Return each line of the entries below that contains the string "positive", copied without changes.

Stored data entries:
[Start of Attachment]
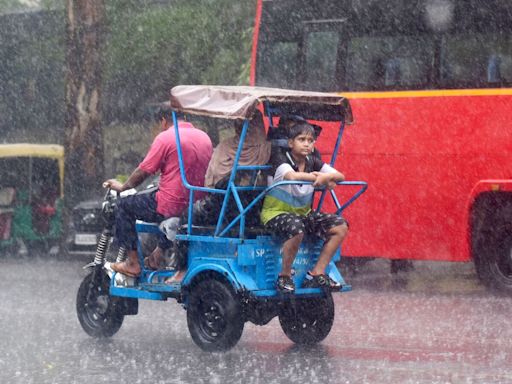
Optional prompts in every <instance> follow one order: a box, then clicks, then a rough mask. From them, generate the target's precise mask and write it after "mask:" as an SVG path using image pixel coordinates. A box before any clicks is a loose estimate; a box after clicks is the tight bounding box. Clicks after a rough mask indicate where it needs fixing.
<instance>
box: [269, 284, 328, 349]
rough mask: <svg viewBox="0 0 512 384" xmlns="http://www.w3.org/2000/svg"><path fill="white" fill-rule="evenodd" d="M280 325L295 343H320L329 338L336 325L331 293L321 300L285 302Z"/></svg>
mask: <svg viewBox="0 0 512 384" xmlns="http://www.w3.org/2000/svg"><path fill="white" fill-rule="evenodd" d="M279 323H280V324H281V328H282V329H283V331H284V333H285V334H286V336H288V338H289V339H290V340H291V341H293V342H294V343H296V344H315V343H319V342H320V341H322V340H323V339H325V338H326V337H327V335H328V334H329V332H330V331H331V328H332V325H333V323H334V301H333V299H332V295H331V293H330V292H327V293H326V296H325V297H321V298H320V297H314V298H307V299H295V300H293V299H292V300H289V301H285V302H283V306H282V308H281V311H280V313H279Z"/></svg>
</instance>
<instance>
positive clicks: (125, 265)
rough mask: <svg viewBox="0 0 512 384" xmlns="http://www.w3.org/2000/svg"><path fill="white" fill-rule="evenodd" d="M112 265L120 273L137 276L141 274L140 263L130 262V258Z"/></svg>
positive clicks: (116, 270) (110, 266)
mask: <svg viewBox="0 0 512 384" xmlns="http://www.w3.org/2000/svg"><path fill="white" fill-rule="evenodd" d="M110 267H111V268H112V269H113V270H114V271H115V272H118V273H122V274H123V275H126V276H130V277H137V276H139V275H140V265H139V264H138V263H137V264H135V263H130V262H129V261H128V260H125V261H121V262H119V263H112V264H110Z"/></svg>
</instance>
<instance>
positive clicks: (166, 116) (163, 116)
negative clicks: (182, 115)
mask: <svg viewBox="0 0 512 384" xmlns="http://www.w3.org/2000/svg"><path fill="white" fill-rule="evenodd" d="M155 118H156V120H157V121H160V120H162V119H166V120H168V121H172V109H171V108H170V105H167V104H165V103H162V104H161V105H160V106H158V108H157V110H156V113H155Z"/></svg>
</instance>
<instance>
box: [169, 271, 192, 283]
mask: <svg viewBox="0 0 512 384" xmlns="http://www.w3.org/2000/svg"><path fill="white" fill-rule="evenodd" d="M186 274H187V271H186V270H183V271H178V272H176V273H175V274H174V275H172V276H171V277H169V278H167V279H165V284H170V285H172V284H180V283H181V281H182V280H183V278H184V277H185V275H186Z"/></svg>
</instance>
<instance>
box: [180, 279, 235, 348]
mask: <svg viewBox="0 0 512 384" xmlns="http://www.w3.org/2000/svg"><path fill="white" fill-rule="evenodd" d="M187 324H188V329H189V331H190V335H191V336H192V340H194V342H195V343H196V344H197V345H198V346H199V347H200V348H201V349H202V350H204V351H226V350H228V349H230V348H232V347H233V346H235V344H236V343H237V342H238V340H240V337H241V336H242V332H243V329H244V319H243V317H242V309H241V305H240V301H239V300H238V297H237V295H236V293H235V292H234V291H233V289H232V287H231V286H230V285H229V283H227V282H224V281H220V280H217V279H215V278H207V279H204V280H201V281H199V282H198V283H196V284H194V285H193V286H192V290H191V292H190V295H189V299H188V304H187Z"/></svg>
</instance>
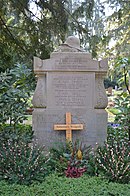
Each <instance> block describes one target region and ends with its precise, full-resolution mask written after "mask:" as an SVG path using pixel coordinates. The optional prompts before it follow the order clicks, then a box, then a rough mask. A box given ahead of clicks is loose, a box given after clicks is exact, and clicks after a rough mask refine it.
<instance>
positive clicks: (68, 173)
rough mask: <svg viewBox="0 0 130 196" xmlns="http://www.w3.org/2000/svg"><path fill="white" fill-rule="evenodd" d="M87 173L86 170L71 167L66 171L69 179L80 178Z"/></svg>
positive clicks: (66, 172)
mask: <svg viewBox="0 0 130 196" xmlns="http://www.w3.org/2000/svg"><path fill="white" fill-rule="evenodd" d="M85 171H86V169H85V168H77V167H71V166H68V168H67V170H66V171H65V175H66V177H68V178H79V177H80V176H82V175H83V173H84V172H85Z"/></svg>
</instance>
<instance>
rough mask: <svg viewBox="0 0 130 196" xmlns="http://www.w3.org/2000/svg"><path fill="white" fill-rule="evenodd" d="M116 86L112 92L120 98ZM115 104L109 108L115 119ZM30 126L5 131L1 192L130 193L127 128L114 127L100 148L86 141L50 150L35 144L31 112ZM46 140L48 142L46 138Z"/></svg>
mask: <svg viewBox="0 0 130 196" xmlns="http://www.w3.org/2000/svg"><path fill="white" fill-rule="evenodd" d="M115 95H116V92H114V93H113V95H112V96H110V97H108V98H109V100H110V102H111V100H112V101H113V103H114V99H115ZM112 109H114V107H113V106H110V107H109V108H108V109H107V111H108V114H109V120H108V121H109V122H114V119H115V116H116V113H115V115H113V114H112V112H111V111H112ZM28 117H29V118H28V121H26V125H25V126H18V127H17V129H16V131H14V132H13V133H12V134H10V131H9V129H8V128H7V127H6V128H7V129H6V131H5V132H4V134H3V133H1V137H0V139H1V140H2V141H0V144H2V142H3V144H4V145H0V148H1V154H0V156H1V158H2V159H1V160H2V161H1V162H0V168H1V169H0V179H1V181H0V195H2V196H4V195H5V196H8V195H12V196H13V195H21V196H24V195H25V196H26V195H27V196H28V195H31V196H33V195H38V196H40V195H48V196H49V195H50V196H53V195H67V196H68V195H70V196H71V195H77V196H78V195H81V196H82V195H83V196H84V195H88V196H89V195H90V196H92V195H97V196H98V195H114V196H116V195H122V196H124V195H125V196H127V195H128V196H129V195H130V194H129V192H130V184H129V180H130V179H129V178H130V169H129V162H130V160H129V141H128V134H127V132H126V131H125V130H123V129H122V128H119V127H116V128H112V127H109V128H108V138H107V143H106V144H105V146H104V148H101V147H99V148H97V149H98V150H97V151H96V153H95V154H93V153H91V150H90V148H86V147H84V146H82V145H81V141H77V143H76V142H75V143H74V144H73V145H69V146H67V145H66V147H65V146H64V147H63V146H62V145H60V144H58V145H59V146H61V148H57V147H54V149H51V151H50V154H48V155H47V154H46V153H43V151H44V148H43V149H37V148H33V147H32V145H31V143H30V141H31V139H32V134H33V133H32V132H31V126H30V125H28V124H30V123H31V115H29V116H28ZM43 145H44V144H43Z"/></svg>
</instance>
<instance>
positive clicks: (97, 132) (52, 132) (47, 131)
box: [32, 108, 107, 151]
[End of Attachment]
- _Answer area_
positive clicks: (125, 265)
positive clicks: (116, 270) (110, 266)
positive clicks: (166, 116) (163, 116)
positive clicks: (68, 173)
positive clicks: (66, 172)
positive clicks: (97, 132) (52, 132) (47, 131)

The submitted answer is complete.